§ Goal of the exercise: Count the lines in the entries below that contain the string "dark", treating uppercase and lowercase as different, and reply with only that number.
--- start Data for processing ---
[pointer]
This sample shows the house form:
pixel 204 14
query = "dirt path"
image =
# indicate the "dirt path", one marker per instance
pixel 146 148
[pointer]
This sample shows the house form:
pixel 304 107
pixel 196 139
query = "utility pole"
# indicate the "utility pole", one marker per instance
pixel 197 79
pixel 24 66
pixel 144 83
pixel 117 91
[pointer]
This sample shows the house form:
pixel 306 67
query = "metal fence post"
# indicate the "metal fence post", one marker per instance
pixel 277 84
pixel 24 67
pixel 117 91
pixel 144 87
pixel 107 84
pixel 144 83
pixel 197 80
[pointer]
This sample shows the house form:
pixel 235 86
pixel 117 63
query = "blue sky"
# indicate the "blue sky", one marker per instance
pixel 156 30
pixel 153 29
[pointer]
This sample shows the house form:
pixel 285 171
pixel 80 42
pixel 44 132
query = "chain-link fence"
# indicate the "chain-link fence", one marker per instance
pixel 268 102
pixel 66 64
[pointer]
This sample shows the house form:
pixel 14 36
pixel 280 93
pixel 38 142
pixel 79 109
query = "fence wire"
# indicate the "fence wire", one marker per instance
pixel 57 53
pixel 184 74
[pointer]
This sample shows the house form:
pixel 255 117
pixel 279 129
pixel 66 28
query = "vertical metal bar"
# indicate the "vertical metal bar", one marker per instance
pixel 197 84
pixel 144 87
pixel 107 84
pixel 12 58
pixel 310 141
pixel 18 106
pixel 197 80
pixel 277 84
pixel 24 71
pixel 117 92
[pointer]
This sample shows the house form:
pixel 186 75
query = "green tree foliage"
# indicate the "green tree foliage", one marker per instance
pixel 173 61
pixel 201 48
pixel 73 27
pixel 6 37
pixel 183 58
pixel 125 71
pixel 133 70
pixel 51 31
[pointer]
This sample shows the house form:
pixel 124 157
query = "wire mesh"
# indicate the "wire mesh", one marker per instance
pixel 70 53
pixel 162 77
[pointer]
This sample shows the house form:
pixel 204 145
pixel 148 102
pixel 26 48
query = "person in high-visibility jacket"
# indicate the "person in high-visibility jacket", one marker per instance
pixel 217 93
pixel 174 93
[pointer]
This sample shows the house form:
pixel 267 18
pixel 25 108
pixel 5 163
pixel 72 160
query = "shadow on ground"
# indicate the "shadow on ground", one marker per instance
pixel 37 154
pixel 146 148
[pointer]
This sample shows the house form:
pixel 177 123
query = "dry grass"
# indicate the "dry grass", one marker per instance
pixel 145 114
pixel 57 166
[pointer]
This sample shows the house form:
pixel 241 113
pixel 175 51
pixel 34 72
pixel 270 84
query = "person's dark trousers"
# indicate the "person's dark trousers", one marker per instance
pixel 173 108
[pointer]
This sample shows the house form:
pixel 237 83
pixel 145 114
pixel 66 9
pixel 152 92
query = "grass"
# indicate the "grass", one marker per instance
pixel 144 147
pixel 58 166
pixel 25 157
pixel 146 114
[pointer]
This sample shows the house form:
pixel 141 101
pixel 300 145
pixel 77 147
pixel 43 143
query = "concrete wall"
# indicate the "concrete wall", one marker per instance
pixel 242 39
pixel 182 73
--- end Data for processing ---
--- start Data for processing ---
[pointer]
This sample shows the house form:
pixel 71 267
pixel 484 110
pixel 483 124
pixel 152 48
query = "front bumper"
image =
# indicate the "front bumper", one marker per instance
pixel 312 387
--- end Data for processing ---
§ Exercise response: 2